##### Exercise material #####

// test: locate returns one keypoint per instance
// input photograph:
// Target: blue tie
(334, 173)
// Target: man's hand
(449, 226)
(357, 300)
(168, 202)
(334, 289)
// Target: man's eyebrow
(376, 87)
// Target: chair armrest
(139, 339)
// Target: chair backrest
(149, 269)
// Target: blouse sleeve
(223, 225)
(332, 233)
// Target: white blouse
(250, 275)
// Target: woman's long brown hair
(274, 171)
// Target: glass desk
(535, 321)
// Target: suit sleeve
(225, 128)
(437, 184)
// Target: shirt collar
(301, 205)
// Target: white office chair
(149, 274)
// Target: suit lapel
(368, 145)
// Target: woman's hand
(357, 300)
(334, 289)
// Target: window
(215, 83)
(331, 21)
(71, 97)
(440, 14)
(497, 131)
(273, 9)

#####
##### Exercise material #####

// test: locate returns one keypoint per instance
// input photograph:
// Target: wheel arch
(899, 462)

#####

• [Task brief] Extract each line of the data above that contains the string "white", matching uppercase and lowercase exactly.

• [Task output]
// Target: white blouse
// Target: white office chair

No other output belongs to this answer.